*Provided passage*:
━━━━━━━━━━━━━━━━━━━━

Merkel to push for unified refugee policies Europe-wide
Story Code : 732673
Representatives of Germany, France, Italy, Spain, Austria, and Bulgaria are expected to attend the emergency meeting on Sunday, when Merkel reportedly plans to persuade them to further curb immigration and restrict the movement of asylum seekers within the bloc, policies that would accommodate the views of disgruntled members of her own coalition.
Merkel and her European peers in Brussels will explore how to prevent people from travelling freely within the EU while their applications are being processed or after they have already claimed asylum in one of the Mediterranean states of arrival.
Such secondary movements are illegal under EU law but have been widespread since immigration to Europe peaked in 2015, when more than a million refugees arrived from the Middle East and Africa.
The leaders of the other European countries are expected to accept those policies, which would mark a success for Merkel.
“We see a strong need to significantly reduce secondary movements... by preventing unlawful crossing of internal borders between (EU) member states by irregular migrants and asylum seekers and by ensuring swift readmissions by the competent member state,” reads a draft of the statement for the Sunday meeting.
Some EU countries have been at odds over how to share the responsibility of taking care of refugees since 2015, with some eastern states led by Poland and Hungary refusing to host the new arrivals and alleviate the burden on Italy and Greece as well as wealthy countries like Germany, where most refugees hope to finally settle in.

━━━━━━━━━━━━━━━━━━━━

Stored records
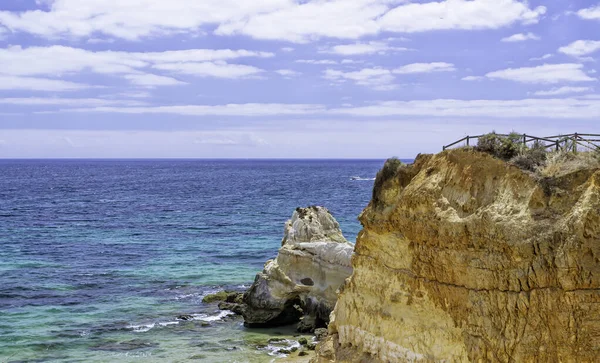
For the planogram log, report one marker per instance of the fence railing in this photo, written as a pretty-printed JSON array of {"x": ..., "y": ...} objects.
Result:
[{"x": 568, "y": 142}]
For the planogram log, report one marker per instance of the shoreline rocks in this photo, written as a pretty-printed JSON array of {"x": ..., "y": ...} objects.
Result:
[{"x": 300, "y": 285}]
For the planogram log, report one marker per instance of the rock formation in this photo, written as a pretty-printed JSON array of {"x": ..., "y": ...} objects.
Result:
[
  {"x": 302, "y": 281},
  {"x": 465, "y": 258}
]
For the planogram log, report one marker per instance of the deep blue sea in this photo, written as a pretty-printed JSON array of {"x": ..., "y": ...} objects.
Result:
[{"x": 99, "y": 257}]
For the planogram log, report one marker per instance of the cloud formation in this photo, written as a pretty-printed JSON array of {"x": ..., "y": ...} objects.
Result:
[
  {"x": 520, "y": 37},
  {"x": 547, "y": 73},
  {"x": 425, "y": 68},
  {"x": 291, "y": 20},
  {"x": 581, "y": 48}
]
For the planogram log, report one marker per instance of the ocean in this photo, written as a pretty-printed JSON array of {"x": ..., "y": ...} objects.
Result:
[{"x": 99, "y": 257}]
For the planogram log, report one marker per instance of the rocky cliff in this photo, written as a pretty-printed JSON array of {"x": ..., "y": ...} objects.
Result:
[
  {"x": 301, "y": 283},
  {"x": 465, "y": 258}
]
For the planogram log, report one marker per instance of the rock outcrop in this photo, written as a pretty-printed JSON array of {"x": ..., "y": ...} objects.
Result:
[
  {"x": 465, "y": 258},
  {"x": 301, "y": 283}
]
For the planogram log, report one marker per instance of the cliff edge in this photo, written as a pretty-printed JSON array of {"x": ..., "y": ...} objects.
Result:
[
  {"x": 301, "y": 283},
  {"x": 466, "y": 258}
]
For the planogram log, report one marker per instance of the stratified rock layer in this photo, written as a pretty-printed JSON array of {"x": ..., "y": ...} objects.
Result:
[
  {"x": 465, "y": 258},
  {"x": 311, "y": 265}
]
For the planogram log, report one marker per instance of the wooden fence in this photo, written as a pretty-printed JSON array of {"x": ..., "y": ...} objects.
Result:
[{"x": 568, "y": 142}]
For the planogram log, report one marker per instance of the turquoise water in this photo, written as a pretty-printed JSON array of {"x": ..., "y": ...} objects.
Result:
[{"x": 98, "y": 258}]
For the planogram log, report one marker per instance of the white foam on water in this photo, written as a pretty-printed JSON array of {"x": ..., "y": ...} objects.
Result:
[
  {"x": 206, "y": 317},
  {"x": 141, "y": 328},
  {"x": 169, "y": 323},
  {"x": 274, "y": 348}
]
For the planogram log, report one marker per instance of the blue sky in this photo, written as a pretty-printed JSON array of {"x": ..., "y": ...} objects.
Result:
[{"x": 289, "y": 78}]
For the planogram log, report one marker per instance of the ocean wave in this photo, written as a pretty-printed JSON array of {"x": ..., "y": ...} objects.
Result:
[
  {"x": 209, "y": 318},
  {"x": 141, "y": 328},
  {"x": 274, "y": 349}
]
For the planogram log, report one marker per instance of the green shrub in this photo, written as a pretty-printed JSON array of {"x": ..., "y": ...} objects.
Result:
[
  {"x": 489, "y": 143},
  {"x": 389, "y": 170},
  {"x": 502, "y": 147},
  {"x": 531, "y": 159}
]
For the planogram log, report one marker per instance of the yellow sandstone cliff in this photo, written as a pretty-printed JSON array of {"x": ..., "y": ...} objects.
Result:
[{"x": 465, "y": 258}]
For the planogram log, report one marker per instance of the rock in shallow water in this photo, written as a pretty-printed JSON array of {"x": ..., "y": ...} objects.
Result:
[{"x": 311, "y": 265}]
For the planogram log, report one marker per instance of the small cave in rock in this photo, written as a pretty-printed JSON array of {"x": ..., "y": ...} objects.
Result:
[{"x": 307, "y": 281}]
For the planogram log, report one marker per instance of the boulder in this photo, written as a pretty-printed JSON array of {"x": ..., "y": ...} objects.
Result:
[{"x": 302, "y": 280}]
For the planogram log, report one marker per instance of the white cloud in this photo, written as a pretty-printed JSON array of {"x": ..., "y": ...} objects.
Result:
[
  {"x": 581, "y": 47},
  {"x": 65, "y": 61},
  {"x": 592, "y": 13},
  {"x": 132, "y": 19},
  {"x": 459, "y": 14},
  {"x": 71, "y": 102},
  {"x": 268, "y": 19},
  {"x": 520, "y": 37},
  {"x": 547, "y": 73},
  {"x": 562, "y": 91},
  {"x": 38, "y": 84},
  {"x": 316, "y": 61},
  {"x": 552, "y": 108},
  {"x": 473, "y": 78},
  {"x": 100, "y": 41},
  {"x": 60, "y": 60},
  {"x": 129, "y": 94},
  {"x": 545, "y": 56},
  {"x": 351, "y": 61},
  {"x": 217, "y": 69},
  {"x": 311, "y": 20},
  {"x": 425, "y": 68},
  {"x": 362, "y": 48},
  {"x": 379, "y": 79},
  {"x": 287, "y": 73},
  {"x": 247, "y": 109},
  {"x": 527, "y": 108},
  {"x": 152, "y": 80}
]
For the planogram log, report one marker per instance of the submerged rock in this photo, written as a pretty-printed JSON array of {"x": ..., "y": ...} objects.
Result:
[
  {"x": 311, "y": 265},
  {"x": 219, "y": 296},
  {"x": 465, "y": 258}
]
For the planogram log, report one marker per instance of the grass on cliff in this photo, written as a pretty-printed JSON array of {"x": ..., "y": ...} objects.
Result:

━━━━━━━━━━━━━━━━━━━━

*Required actions*:
1. Do the following statements agree with the article on Merkel's refugee policy push? Answer yes or no for each and quote the deciding words. (a) Bulgaria is among the countries whose representatives are expected at the Sunday meeting. (b) Secondary movements within the EU are permitted under EU law. (c) More than a million refugees arrived in Europe in 2015.
2. Write a few more sentences of the article on Merkel's refugee policy push, picking up after its final sentence.

*The answers*:
1.
(a) Yes: "Representatives of Germany, France, Italy, Spain, Austria, and Bulgaria are expected to attend the emergency meeting on Sunday"
(b) No: "Such secondary movements are illegal under EU law"
(c) Yes: "in 2015, when more than a million refugees arrived from the Middle East and Africa"

2.
The German leader has been given by her conservative Bavarian allies, including the Christian Social Union (CSU), a two-week deadline until an EU summit on June 28 to come up with a convincing European plan to reduce migration into Germany, otherwise they will go it alone from the beginning of July and start tightening Germany’s borders.
According to a recent poll, 75% of Germans do not have faith that Merkel will be able to secure a European response to placate the CSU.
The CSU has felt the pressure over a decision by Merkel in 2015 to allow in more than a million refugees from an unprecedented influx that hit the European shores at the time. CSU leaders argue that the liberal asylum policy has affected security in Germany while it has boosted the public standing of nationalist and far-right groups.
Merkel has admitted that there is a need for a deal that could coordinate Europe’s policy on the issue, especially at a time when the right-wing parties are on the rise in various European countries, including in Italy, a front-line nation dealing with refugees, and in Germany’s neighboring Austria, where more and more refugees are being turned away.
Conservative Austrian Chancellor Sebastian Kurz, who is in coalition with the far right in his country, said last week that he had plans to form an anti-immigration “axis” at an EU level with Germany and Italy. But while Merkel is bending under pressure from her critics, she does not hold a rigid anti-immigration stand.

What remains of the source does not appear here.